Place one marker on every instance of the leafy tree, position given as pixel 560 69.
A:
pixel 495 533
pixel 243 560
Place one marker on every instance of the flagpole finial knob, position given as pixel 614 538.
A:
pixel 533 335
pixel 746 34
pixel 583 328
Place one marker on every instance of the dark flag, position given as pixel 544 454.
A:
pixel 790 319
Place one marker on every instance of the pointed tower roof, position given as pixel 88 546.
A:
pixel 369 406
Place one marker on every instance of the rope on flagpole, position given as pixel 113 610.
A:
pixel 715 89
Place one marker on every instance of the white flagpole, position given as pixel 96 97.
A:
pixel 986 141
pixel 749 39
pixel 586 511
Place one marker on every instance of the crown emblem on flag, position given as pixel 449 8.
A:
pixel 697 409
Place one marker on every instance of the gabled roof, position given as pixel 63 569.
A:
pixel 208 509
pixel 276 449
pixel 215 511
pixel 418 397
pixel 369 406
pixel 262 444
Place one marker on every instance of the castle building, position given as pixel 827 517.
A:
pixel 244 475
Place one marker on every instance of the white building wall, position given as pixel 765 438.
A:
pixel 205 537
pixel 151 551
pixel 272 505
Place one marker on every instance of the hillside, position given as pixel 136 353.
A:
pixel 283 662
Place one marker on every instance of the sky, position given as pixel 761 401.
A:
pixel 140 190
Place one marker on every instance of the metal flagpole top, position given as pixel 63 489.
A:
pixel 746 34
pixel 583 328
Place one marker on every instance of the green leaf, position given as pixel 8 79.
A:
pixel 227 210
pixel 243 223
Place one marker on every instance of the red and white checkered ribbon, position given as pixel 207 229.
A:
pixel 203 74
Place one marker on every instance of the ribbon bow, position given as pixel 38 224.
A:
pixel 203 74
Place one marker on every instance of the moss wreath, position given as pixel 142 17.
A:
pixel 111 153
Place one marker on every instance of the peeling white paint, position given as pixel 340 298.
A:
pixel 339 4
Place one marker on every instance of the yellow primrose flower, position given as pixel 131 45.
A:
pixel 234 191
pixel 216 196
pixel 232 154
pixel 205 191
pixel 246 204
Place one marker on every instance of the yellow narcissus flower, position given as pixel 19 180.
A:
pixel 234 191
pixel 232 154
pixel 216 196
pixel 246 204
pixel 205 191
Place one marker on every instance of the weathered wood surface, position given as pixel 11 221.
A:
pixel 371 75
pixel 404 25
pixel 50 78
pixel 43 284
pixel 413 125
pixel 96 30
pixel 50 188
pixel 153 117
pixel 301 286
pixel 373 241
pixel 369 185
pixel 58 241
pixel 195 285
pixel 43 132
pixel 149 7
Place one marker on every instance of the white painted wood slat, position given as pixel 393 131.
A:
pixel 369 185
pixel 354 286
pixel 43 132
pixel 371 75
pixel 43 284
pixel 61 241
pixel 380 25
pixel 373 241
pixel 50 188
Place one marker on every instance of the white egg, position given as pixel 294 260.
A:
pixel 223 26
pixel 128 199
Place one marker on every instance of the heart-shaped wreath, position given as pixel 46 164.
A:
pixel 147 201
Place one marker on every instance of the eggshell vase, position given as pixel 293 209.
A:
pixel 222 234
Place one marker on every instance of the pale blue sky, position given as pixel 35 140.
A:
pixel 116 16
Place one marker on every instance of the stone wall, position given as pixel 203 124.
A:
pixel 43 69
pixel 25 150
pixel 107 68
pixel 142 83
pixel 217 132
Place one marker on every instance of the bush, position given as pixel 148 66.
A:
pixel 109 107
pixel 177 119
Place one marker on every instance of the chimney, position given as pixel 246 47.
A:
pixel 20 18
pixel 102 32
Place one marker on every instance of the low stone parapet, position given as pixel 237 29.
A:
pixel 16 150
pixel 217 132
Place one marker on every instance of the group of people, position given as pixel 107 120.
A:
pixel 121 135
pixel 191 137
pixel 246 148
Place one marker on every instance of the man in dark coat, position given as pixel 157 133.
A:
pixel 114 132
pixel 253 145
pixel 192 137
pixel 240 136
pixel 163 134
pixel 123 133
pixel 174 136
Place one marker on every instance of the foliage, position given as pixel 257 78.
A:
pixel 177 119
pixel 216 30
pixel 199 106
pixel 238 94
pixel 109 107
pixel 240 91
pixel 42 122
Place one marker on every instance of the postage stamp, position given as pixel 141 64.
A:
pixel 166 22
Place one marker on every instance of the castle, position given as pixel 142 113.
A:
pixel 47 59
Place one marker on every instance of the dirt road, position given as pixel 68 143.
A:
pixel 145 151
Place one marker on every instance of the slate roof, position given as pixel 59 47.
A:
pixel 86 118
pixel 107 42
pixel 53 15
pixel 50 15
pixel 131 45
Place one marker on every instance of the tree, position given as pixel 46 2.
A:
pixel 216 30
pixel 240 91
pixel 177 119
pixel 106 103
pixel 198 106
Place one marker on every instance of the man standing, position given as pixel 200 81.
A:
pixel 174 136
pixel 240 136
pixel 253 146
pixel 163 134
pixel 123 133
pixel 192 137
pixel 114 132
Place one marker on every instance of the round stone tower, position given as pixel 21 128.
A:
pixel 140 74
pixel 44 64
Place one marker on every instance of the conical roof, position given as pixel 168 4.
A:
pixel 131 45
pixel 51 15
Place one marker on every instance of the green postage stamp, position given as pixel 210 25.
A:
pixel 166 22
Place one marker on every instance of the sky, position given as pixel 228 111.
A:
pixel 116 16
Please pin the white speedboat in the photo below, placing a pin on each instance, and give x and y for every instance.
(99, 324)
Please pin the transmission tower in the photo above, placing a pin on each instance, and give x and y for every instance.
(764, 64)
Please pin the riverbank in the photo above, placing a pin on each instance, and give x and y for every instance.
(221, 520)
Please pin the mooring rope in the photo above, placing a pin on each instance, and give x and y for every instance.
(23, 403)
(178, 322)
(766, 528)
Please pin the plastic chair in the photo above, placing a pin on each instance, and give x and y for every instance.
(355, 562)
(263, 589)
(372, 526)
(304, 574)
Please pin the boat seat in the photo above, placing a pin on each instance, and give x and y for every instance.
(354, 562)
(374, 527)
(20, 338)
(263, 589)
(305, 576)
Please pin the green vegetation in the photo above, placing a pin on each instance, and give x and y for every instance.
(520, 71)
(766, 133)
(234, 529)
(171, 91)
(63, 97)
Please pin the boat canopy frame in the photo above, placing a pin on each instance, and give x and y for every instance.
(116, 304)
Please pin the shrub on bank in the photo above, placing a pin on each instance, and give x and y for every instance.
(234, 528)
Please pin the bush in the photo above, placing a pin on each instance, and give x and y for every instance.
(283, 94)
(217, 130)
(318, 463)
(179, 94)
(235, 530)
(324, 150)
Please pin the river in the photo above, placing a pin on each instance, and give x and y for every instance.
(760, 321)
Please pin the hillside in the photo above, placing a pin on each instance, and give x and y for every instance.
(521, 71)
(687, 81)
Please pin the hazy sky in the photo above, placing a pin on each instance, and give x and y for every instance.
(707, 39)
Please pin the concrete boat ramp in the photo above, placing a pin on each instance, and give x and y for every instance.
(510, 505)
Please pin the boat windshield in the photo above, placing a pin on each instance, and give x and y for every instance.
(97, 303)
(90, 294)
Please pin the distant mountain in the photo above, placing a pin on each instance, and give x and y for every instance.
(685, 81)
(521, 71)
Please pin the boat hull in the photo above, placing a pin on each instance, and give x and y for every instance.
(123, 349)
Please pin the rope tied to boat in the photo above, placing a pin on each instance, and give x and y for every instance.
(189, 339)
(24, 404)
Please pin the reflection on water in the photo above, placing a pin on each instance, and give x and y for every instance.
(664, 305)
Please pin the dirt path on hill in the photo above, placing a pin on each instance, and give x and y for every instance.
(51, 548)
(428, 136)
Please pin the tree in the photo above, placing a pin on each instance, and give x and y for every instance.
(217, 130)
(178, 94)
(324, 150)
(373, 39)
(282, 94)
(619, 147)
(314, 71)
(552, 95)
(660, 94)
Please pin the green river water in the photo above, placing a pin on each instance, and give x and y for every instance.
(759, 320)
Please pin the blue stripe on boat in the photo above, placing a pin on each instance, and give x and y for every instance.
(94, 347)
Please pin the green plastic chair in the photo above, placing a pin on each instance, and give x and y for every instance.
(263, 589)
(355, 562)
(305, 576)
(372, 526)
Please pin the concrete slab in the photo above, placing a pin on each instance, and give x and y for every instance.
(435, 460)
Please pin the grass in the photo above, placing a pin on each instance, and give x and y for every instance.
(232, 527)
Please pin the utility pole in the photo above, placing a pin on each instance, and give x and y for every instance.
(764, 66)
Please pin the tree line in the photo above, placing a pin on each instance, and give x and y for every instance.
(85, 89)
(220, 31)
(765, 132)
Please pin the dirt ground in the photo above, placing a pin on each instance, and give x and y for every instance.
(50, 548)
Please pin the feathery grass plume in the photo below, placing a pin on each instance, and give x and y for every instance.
= = =
**Work to complete:** Provide only the number of lines in the material above that contain the word "flagpole".

**Response for this exercise:** 4